__Description of the task__
Print the listing below exactly.

__Data__
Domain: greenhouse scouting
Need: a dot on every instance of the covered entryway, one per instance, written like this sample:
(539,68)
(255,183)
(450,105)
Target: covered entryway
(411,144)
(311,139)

__Answer section__
Domain: greenhouse scouting
Need: a dot on every instance of the covered entryway, one per instance, written like this sample:
(539,68)
(255,183)
(450,105)
Target: covered entryway
(411,144)
(311,139)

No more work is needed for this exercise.